(DATA SHOWN Opens)

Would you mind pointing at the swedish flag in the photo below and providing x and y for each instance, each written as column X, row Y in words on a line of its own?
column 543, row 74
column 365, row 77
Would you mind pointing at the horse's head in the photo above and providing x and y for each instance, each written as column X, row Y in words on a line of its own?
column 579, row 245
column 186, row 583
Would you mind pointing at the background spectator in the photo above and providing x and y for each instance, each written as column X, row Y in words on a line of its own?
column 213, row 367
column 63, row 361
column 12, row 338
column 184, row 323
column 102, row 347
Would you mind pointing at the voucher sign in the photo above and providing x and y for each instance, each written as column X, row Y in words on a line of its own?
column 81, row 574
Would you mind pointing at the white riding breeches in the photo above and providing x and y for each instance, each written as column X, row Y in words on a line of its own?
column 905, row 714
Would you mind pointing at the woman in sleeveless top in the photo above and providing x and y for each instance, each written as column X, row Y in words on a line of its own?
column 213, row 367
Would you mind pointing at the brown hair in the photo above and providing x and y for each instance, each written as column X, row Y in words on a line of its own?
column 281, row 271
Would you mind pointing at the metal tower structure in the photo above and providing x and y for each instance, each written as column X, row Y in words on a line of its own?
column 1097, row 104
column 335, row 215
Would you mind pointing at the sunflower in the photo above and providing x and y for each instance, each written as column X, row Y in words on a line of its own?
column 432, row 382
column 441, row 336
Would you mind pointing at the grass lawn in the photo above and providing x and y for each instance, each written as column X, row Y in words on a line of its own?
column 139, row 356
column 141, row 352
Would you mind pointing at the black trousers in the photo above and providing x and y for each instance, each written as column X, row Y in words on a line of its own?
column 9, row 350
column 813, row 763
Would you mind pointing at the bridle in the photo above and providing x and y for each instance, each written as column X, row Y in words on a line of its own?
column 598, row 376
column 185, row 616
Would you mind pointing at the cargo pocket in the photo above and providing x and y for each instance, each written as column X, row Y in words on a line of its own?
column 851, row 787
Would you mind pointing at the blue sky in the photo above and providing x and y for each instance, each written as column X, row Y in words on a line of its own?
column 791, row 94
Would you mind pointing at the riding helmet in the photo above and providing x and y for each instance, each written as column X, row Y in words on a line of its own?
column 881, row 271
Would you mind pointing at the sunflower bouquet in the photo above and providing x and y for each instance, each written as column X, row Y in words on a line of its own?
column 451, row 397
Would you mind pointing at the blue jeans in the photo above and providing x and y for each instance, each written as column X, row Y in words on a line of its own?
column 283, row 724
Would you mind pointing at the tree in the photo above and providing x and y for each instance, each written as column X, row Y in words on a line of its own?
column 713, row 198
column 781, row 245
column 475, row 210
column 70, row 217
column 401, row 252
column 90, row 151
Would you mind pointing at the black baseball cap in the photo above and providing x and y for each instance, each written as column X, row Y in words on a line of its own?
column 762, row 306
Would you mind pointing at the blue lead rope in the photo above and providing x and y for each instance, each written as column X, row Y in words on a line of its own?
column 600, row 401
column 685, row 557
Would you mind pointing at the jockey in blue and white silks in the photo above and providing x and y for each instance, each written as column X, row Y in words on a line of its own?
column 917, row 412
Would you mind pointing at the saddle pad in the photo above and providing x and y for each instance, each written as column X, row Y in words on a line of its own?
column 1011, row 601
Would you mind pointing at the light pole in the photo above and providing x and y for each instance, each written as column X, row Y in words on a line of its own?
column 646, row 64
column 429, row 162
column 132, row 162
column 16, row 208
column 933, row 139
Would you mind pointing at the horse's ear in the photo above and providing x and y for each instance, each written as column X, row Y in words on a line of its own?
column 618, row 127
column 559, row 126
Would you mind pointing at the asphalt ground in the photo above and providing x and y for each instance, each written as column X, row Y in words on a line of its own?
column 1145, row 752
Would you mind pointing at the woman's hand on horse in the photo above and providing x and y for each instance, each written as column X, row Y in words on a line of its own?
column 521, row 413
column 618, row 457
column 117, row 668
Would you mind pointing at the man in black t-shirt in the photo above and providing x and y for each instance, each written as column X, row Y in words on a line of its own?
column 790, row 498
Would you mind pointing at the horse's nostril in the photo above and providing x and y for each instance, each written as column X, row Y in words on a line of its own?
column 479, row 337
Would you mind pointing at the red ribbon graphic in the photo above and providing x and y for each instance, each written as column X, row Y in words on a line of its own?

(DATA SHOWN Closes)

• [WHAT IS NEEDED] The response must consist of all the data, reproduced without alteration.

• [RESULT FOR THIS EXERCISE]
Would you mind pointing at the swedish flag in the photo below and providing x and y for each instance, each written as column X, row Y in words on a line of its own?
column 543, row 74
column 365, row 77
Would you mind pointing at the horse's head in the photo above and providing x and y for each instance, each written as column X, row Y in words on a line of its own?
column 579, row 245
column 186, row 583
Would you mind pointing at the background spectator in the photo above and providing x and y for each instance, each written as column X, row Y in words on a line of its own?
column 213, row 367
column 63, row 361
column 12, row 338
column 184, row 323
column 102, row 347
Would you mind pointing at the voucher sign in the photo above and providing x and y for each instance, each written as column X, row Y in words on a line of its own?
column 81, row 574
Would you mind pointing at the white riding breeches in the photo above and providing x and y for each instance, each written as column X, row Y in words on a line of its own?
column 905, row 714
Would you mind pointing at the woman in sleeveless top in the photo above and providing x and y for each instance, each written as column X, row Y in words on a line of its own?
column 213, row 367
Would you mind pointing at the brown hair in the photo above and providing x and y for each instance, each written as column X, row Y in words on a line of its own?
column 281, row 271
Would you mind pointing at the metal tower structure in the photo above and providing x and y for each instance, each written as column X, row Y in words on a line of its own?
column 1097, row 104
column 335, row 215
Would you mind pointing at the sunflower in the photo above and providing x and y for each instance, each written as column X, row Y in words on a line of its own?
column 432, row 382
column 441, row 336
Would you mind pointing at the grass lawn in the photo above and providing x and y for each instance, each written as column X, row Y in words on a line of its own?
column 139, row 356
column 141, row 352
Would you mind pointing at the black trousers in the photo above and providing x and y for each instance, each written as column X, row Y in words on a line of its own?
column 9, row 350
column 813, row 763
Would you mind pointing at the bridle in the photo above and providing x and y for each instance, each written as column X, row Y in words on a line of its own?
column 598, row 376
column 185, row 616
Would you mind pointing at the cargo pocket in the photo above and providing x and y for each instance, each written as column X, row Y in words on a line of its own?
column 851, row 787
Would you mind pointing at the blue sky in the photo above and providing x and y for each instance, each written as column X, row Y in words on a line of its own?
column 791, row 94
Would you mind pointing at the riding helmet in the photo above and providing x and y for each instance, each written as column X, row Y in words on a line of its own?
column 881, row 271
Would you mind pointing at the sunflower bouquet in the photo above and providing x and y for each instance, each written as column X, row Y in words on a line of its own?
column 451, row 397
Would you mind pointing at the blue jeans in the photo above and providing x and y for each instance, each written as column X, row Y in words on a line of its own?
column 283, row 724
Would you mind pointing at the tree in the photo above and providing x and y for each instance, each written as column X, row Y in words on a line of its own?
column 713, row 198
column 781, row 245
column 475, row 210
column 70, row 217
column 401, row 252
column 90, row 151
Would you mind pointing at the black baseball cap in the photo above and providing x and y for each instance, each written as column X, row Y in words on a line of its own?
column 762, row 306
Would you mind pointing at the blue lead rope in the photo above and providing x and y for each instance, each written as column X, row Y in words on a line of its own?
column 600, row 401
column 685, row 557
Would you mind pointing at the jockey in blue and white silks in the photo above and providing x and y for each instance, each written as column X, row Y in words on a line of its own?
column 917, row 412
Would you mind pointing at the saddle pad in the photo above and providing x and y for each instance, each written as column X, row Y in words on a line of its own?
column 1011, row 601
Would you mind pointing at the light pole in the photo above and providing x and y for each instance, each written as column X, row Y in words on a line of its own?
column 646, row 64
column 429, row 162
column 132, row 162
column 16, row 208
column 933, row 139
Would you mind pointing at the horse's ear in the photo above and providing x and y for each instance, each written as column X, row Y in words on a line of its own?
column 618, row 127
column 559, row 126
Would you mind pointing at the asphalt ground in the photo above and providing x and y for each instance, each written as column X, row Y in words on a line of its own?
column 1145, row 752
Would you mind pointing at the woman's hand on horse in the photo above and providing x and y for each instance, each written as column X, row Y in words on a line of its own?
column 521, row 413
column 618, row 457
column 117, row 668
Would you mind pointing at the man in black t-shirt in the photo above and providing x and y for each instance, each written as column X, row Y in words on a line of its own?
column 790, row 498
Would you mind pointing at the horse's nostril in the photo above and providing x and y for each instance, each written as column X, row Y in words on a line of its own?
column 479, row 337
Would you mind pointing at the red ribbon graphic in the photo above and providing x and y for each instance, each written as column X, row Y in words on a line of its own?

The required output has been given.